==== Record list

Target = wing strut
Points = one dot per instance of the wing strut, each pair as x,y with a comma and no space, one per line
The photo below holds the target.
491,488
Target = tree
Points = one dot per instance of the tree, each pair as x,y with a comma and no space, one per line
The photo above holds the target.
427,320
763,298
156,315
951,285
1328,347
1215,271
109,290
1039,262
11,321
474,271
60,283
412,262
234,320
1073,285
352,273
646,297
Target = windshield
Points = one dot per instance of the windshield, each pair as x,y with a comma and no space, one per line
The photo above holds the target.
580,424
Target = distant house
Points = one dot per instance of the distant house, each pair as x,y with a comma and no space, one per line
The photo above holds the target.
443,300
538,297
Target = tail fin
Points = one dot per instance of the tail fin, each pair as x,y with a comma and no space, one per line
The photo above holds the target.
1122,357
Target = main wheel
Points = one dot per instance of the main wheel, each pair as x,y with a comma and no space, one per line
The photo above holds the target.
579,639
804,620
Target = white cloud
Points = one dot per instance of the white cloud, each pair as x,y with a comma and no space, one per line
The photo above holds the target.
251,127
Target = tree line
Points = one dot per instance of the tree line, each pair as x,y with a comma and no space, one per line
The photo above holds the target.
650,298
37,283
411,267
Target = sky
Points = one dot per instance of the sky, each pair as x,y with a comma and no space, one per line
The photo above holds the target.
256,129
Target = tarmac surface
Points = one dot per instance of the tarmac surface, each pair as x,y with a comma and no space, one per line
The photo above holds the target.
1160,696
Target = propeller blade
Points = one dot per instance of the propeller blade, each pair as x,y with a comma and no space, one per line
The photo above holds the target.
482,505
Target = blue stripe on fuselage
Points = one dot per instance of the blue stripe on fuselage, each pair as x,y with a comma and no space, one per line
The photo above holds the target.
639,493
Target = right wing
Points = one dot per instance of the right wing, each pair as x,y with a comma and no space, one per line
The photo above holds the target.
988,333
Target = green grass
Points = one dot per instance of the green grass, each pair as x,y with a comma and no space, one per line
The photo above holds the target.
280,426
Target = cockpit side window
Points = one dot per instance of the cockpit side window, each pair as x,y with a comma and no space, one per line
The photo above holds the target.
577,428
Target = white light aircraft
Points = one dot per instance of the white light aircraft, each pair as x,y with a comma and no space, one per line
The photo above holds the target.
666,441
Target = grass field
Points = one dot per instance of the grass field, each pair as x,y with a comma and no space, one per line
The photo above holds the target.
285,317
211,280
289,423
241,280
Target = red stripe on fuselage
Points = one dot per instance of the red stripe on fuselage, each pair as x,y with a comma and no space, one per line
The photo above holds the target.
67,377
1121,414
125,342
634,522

========

- _What this task involves_
Copy the lines again, starting with the line that contains "Target = sky" and going on through the last line, and substitute "occurrence" for "instance" while leaving everything else unchanged.

- _Completed task_
Target = sky
Points = one dot per occurrence of the sky, each pair as x,y with a comma and no space, one per line
The photo above holds the target.
256,129
Target = tarmac surface
Points = one dot per occurrence of the tarmac surface, each pair as x,y with a comma and no space, one per line
The photo above holds the target.
1160,696
Target = propeller blade
Points = one dot per occurrence of the propeller blade, each pair as x,y with a comma and no space, one per line
The photo above holds the target.
482,505
Target = blue stripe on fuselage
Points = one dot per occurrence of the blue stripe on fuselage, each pair as x,y with a comma and no space, one per line
The photo above holds the target.
639,493
Target = right wing
Points = one dot per occurrence of the right wing, each pair as x,y with a comma and no space, one per line
The photo above holds the target.
988,333
Target = green grass
Points = one dot per occurrence of the green grass, each pair as x,y with a comma and no space, one per line
The photo above holds the target.
280,426
Target = cockpit side window
Points = one dot per occurrence of the cockpit side window, each pair as x,y with a comma and no space, one per line
The photo above holds the target.
577,428
Target = white light aircraft
Points = one dot per occurrence of the white light aircraft, each pair as x,y with a comma and no space, one per line
The photo above holds the target.
666,441
Target = grass field
Points = one dot per occurrence of the grass field, each pair as x,y with a comma and no space, one per line
The photo above holds the target.
285,317
211,280
289,423
241,280
Target = red stripe on fuselage
Points = one dot per occurrence of the red stripe on fuselage, each pair as x,y with a comma and no space, one per line
The photo above holds the target.
67,377
1121,414
125,342
634,522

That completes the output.